### Records for the exercise
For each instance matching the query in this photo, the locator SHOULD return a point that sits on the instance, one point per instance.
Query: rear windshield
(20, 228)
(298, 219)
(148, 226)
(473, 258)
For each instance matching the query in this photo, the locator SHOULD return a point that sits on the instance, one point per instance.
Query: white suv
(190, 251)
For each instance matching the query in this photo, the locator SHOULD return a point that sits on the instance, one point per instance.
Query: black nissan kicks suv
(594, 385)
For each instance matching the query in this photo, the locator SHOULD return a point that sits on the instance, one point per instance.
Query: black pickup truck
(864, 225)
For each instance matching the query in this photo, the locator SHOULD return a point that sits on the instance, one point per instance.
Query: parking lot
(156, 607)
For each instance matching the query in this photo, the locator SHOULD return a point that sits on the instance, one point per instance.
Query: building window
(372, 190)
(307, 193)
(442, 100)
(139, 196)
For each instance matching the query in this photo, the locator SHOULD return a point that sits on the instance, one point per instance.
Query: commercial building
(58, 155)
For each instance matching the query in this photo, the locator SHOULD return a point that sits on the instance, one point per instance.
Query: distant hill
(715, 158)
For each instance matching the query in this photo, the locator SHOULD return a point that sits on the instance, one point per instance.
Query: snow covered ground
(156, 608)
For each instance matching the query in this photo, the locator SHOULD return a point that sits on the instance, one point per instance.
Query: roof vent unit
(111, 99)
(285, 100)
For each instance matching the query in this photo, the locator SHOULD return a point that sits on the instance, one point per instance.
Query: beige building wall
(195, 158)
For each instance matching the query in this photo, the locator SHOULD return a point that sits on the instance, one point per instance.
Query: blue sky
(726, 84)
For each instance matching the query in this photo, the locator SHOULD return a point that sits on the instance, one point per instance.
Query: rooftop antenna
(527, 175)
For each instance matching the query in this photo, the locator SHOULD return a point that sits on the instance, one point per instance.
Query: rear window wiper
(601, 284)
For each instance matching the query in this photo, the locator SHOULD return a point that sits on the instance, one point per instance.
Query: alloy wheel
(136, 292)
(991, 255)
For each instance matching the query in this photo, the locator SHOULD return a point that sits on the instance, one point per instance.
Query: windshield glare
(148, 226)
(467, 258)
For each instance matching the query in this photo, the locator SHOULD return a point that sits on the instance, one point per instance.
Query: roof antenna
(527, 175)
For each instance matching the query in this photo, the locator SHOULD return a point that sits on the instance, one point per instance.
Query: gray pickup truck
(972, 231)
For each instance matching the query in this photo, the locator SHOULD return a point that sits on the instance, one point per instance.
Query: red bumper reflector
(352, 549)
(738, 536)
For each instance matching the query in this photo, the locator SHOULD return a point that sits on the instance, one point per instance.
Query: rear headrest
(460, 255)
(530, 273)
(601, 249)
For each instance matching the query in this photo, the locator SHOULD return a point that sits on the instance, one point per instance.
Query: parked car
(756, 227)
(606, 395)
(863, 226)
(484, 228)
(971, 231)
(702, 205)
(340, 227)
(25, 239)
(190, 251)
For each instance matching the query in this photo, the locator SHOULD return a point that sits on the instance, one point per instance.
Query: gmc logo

### Exercise objective
For the span from the line containing "Query: windshield glare" through the last line of the entries above, transcribe each line exactly and leave out everything else.

### Completed task
Query: windshield glare
(148, 226)
(467, 258)
For each instance matching the query in this photo, the locator SHOULD return a point that sits on the instance, one point per instance.
Query: roof antenna
(527, 175)
For each instance matching the query in this photo, the locator SHOULD return a point that sits on the instance, one point per instance.
Query: gray pickup truck
(972, 231)
For each instance matching the query in this photo, the locator SHOULD return a point that sits on the instance, one point per instance.
Query: red bumper reflector
(352, 549)
(738, 536)
For each instance matching the query in this photo, the locator SHOULD return a point that sits on the instance, one point per instance.
Query: rear headrest
(460, 255)
(530, 273)
(601, 249)
For each instance matching the query in this photo, the locator SHOULD return a point that sits on the instance, one point per instance.
Query: parked car
(756, 227)
(606, 395)
(863, 226)
(484, 228)
(971, 231)
(702, 205)
(340, 227)
(25, 239)
(190, 251)
For each instance matching the query in this photo, the locator SHOULD return a point that sits on the instance, one point per instance.
Query: gmc logo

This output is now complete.